Task item: Give every line of the material back exactly, images removed.

Task input:
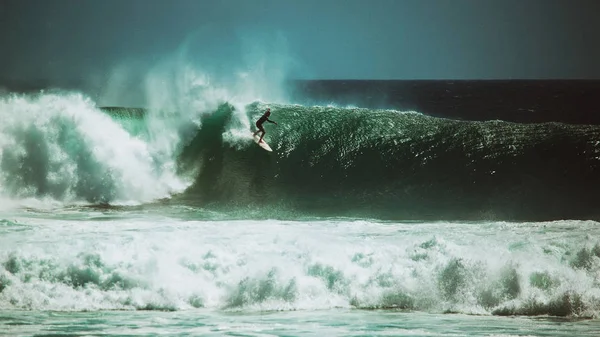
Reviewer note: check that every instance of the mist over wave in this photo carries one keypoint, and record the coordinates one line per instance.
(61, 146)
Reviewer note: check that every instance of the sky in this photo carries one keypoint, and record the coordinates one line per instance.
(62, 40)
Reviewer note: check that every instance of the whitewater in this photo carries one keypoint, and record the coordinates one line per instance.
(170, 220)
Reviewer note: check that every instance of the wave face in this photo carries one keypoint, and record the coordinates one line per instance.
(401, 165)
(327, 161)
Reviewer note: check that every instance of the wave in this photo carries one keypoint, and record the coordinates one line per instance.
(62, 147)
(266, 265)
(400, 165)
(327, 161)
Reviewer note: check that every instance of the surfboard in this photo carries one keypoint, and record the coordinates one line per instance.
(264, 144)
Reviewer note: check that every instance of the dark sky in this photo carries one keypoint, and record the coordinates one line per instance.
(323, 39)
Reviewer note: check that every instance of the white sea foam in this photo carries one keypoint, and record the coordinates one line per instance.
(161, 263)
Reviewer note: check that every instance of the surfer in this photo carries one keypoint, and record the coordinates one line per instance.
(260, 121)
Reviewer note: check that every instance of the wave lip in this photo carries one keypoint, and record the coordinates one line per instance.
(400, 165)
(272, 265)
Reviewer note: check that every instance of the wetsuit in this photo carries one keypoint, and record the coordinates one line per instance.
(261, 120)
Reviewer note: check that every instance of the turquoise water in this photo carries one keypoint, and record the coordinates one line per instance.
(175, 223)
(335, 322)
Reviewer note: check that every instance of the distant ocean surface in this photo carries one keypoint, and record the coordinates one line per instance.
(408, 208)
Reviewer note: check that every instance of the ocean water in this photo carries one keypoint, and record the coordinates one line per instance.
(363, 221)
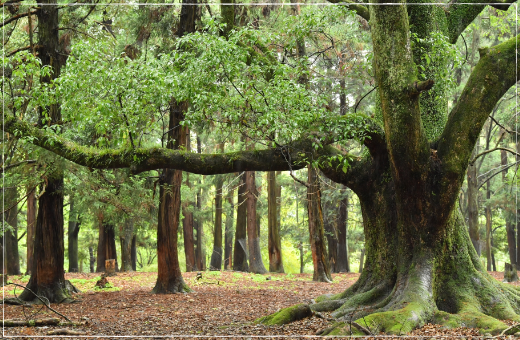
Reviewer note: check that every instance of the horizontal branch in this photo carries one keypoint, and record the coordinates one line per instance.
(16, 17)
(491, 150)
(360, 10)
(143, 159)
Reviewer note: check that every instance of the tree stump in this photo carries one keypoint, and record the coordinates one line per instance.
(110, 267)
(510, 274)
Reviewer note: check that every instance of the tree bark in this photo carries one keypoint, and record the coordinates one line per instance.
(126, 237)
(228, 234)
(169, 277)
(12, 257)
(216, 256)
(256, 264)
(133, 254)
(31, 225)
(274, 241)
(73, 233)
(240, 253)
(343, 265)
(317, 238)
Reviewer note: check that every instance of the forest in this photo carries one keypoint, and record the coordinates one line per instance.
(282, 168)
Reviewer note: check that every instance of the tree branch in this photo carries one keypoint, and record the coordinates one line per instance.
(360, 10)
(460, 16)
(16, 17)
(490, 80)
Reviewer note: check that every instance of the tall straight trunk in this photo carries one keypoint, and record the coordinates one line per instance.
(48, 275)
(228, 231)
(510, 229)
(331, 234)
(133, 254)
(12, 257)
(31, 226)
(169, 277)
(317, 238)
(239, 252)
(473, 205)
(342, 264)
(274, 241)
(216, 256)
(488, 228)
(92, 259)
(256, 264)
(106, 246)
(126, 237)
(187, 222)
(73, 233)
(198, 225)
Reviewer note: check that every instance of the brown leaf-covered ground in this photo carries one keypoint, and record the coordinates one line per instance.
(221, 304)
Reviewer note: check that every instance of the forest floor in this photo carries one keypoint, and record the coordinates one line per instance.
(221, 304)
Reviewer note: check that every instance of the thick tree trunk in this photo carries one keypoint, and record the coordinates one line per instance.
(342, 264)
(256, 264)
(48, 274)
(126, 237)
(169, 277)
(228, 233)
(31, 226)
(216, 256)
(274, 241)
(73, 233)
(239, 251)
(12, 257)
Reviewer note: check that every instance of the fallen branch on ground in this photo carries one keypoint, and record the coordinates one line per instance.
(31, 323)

Written reply:
Reviewer note: check that every instance of the mist over wave in this photo carries one keypoint, and record the coordinates one line per instance.
(61, 146)
Reviewer note: check that every instance of the sky in this photo carries one keypoint, and record the coordinates one line per instance.
(62, 40)
Reviewer note: check that every instance of the whitewater in this photo carries one keypoint, and record the coordinates one line per instance.
(170, 220)
Reviewer note: check that every instance of the wave face in this photo carries one keypoint, and record the coordinates one line per instance.
(401, 165)
(327, 161)
Reviewer note: check that every instance of the wave in this photo carries one keypoint, and record the coordinates one line per instance.
(62, 147)
(266, 265)
(400, 165)
(327, 161)
Reviewer note: check that every instance of the surfboard in this photo carries one keypoint, and record the coordinates one line per instance.
(264, 144)
Reviewer note: check that every instance of the dark sky in this photo carries one keypoint, and record the coordinates one line per instance.
(323, 39)
Reviewer note: check that every instance of the white sea foam in this photo carries one keypoint, and record the coordinates one line per instance.
(161, 263)
Reviewer note: check that every instance of the surfer in this photo carries one keypoint, and record the coordinates one line per instance.
(260, 121)
Reviewer note: check that every instance of the wave lip in this photo carries one keypoint, and record the coordinates one line per instance.
(400, 165)
(272, 265)
Reviewer note: check that every instance of the wetsuit in this photo carries one keypoint, and record the coordinates one line per instance.
(261, 120)
Reviewer note: check that every instance of the turquoise water in this photo carries one keypoint, and record the coordinates one line per instance.
(175, 223)
(335, 322)
Reviewer note: check that every instance of the distant ocean surface in this photo carries one keypoint, and record the coordinates one line per instance.
(408, 208)
Reviewer note: check that every instance of the ocean water in this photo carries one keypoint, and record the coordinates one line per instance.
(363, 221)
Reviewer note: check that every instance of the horizontal branch in this photo carries one keypoint, and record the coordinates one line per instance.
(16, 17)
(491, 150)
(360, 10)
(143, 159)
Reviewer note: check that every instance of the tree stump in this photo carries one keypoint, and record the coordinates one line per instance.
(110, 267)
(510, 274)
Reviewer note: check that every instance of the tree bark in this photo carries one keypoint, and record the coordinates one line per instance.
(126, 237)
(228, 234)
(169, 277)
(12, 257)
(216, 256)
(256, 264)
(133, 254)
(31, 225)
(274, 241)
(73, 233)
(240, 253)
(343, 265)
(317, 238)
Reviewer note: check that every instance of the forest in this photo carries one keypoint, and record the coordinates one line per instance.
(282, 168)
Reviewer note: check that every instance of the tree branch in this photo carries one keypoint, and record the coordinates one line per instance.
(360, 10)
(460, 16)
(16, 17)
(490, 80)
Reviewer note: check that every instance of the tall straight trunk in this photo carries one keypoint, and record the coordinates one line per instance.
(48, 275)
(228, 231)
(510, 229)
(331, 234)
(133, 254)
(12, 257)
(31, 226)
(169, 277)
(317, 238)
(239, 252)
(473, 205)
(342, 264)
(274, 241)
(216, 256)
(488, 228)
(92, 259)
(256, 264)
(106, 246)
(126, 237)
(187, 222)
(73, 233)
(198, 225)
Reviewer note: check that every instance of the brown leaf-covered ground in this photo carries one keypoint, and record the coordinates one line per instance.
(221, 304)
Reviewer note: check that every instance of the forest floor in this photo carries one keypoint, and record the coordinates one line per instance.
(221, 304)
Reviewer note: check that every instance of the thick tree trunk in this photo carries one keypoint, and record the coordinates one line per instance.
(342, 264)
(256, 264)
(48, 274)
(126, 237)
(169, 277)
(228, 233)
(31, 226)
(216, 256)
(274, 241)
(73, 233)
(239, 251)
(12, 257)
Reviewer note: check that every instance of the fallen branch on ground in this photo carries one keypoint, and record the coordinates one line per instance.
(31, 323)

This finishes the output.